*EXTRAIT DE SOURCE*.
"""
Publie le samedi 7 janvier 2012 par Martin Edwin Andersen * via RF - Open-Publishing

La direction du Général Arturo A. Corbetta à la Police fédérale argentine, 29 ans après le coup militaire, donne un exemple d’un Officier préoccupé des droits de l’homme. Témoin direct, l’ambassadeur US Robert Hil informe le Département d’État des États-Unis sur sa conduite. (Voir pièces jointes).

Tandis que les argentins commémorent aujourd’hui le 29 eme anniversaire du coup d’Etat qui a endeuillé le pays pour plus d’une génération, il est peut-être utile de réfléchir à l’exemple d’un militaire qui, selon un document récemment déclassé par le Département d’État, ne tolérait pas « les détentions illégales, la torture, ou l’assassinat » qui ont été appliqués comme politique d’État pendant cette triste période.

Un câble, signé par l’ambassadeur de l’époque, Robert Hill, a informé Washington le 7 juillet 1976 que le jour précédent le Ministère de l’Intérieur avait annoncé la démission du chef flambant neuf de la Police Fédérale Argentine, le Général Arturo A. Corbetta.

Corbetta, remarquait Hill, « il y a eu affrontement presque tout de suite après sa nomination quand il a souligné à ses subordonnés que … bien qu’il avait l’intention de lutter contre la subversion avec tout (s) (les moyens), il attendait de la police qu’ils utilisent seulement des méthodes légales et éthiques ».
"""
*TÂCHES À EFFECTUER*.
A - Indiquez si chacune des affirmations suivantes concorde avec l’extrait sur le général Corbetta, en répondant par oui ou par non et en citant à l’identique les mots décisifs du texte.
(i) Le câble de l’ambassadeur a informé Washington le 7 juillet 1976.
(ii) La démission de Corbetta a été annoncée par le Ministère de la Défense.
(iii) Corbetta attendait de la police qu’elle n’emploie que des méthodes légales et éthiques.
B - Répondez aux questions suivantes d’après l’extrait sur le général Corbetta.
(i) Quel anniversaire les Argentins commémorent-ils aujourd’hui ?
(ii) Quelle fonction occupait le signataire du câble ?
(iii) Quelles pratiques Corbetta ne tolérait-il pas, selon le document déclassé ?
C - Reproduisez le passage de l’extrait sur le général Corbetta qui commence par « Tandis que les » et se poursuit jusqu’à « Arturo A. Corbetta. », en substituant « le gouvernement américain » à « Washington ».

*SEGMENT DE DONNÉES*.
"""
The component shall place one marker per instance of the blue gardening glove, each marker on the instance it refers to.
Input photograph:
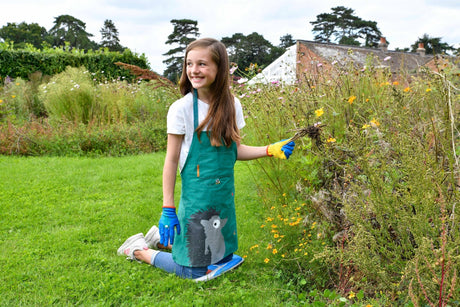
(282, 149)
(168, 221)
"""
*RÉPONSES COMPLÈTES*.
A -
(i) Oui : « a informé Washington le 7 juillet 1976 ».
(ii) Non : « le Ministère de l’Intérieur avait annoncé la démission ».
(iii) Oui : « il attendait de la police qu’ils utilisent seulement des méthodes légales et éthiques ».

B -
(i) Le 29e anniversaire du coup d’État.
(ii) Il était l’ambassadeur de l’époque.
(iii) « les détentions illégales, la torture, ou l’assassinat ».

C -
Tandis que les argentins commémorent aujourd’hui le 29 eme anniversaire du coup d’Etat qui a endeuillé le pays pour plus d’une génération, il est peut-être utile de réfléchir à l’exemple d’un militaire qui, selon un document récemment déclassé par le Département d’État, ne tolérait pas « les détentions illégales, la torture, ou l’assassinat » qui ont été appliqués comme politique d’État pendant cette triste période.

Un câble, signé par l’ambassadeur de l’époque, Robert Hill, a informé le gouvernement américain le 7 juillet 1976 que le jour précédent le Ministère de l’Intérieur avait annoncé la démission du chef flambant neuf de la Police Fédérale Argentine, le Général Arturo A. Corbetta.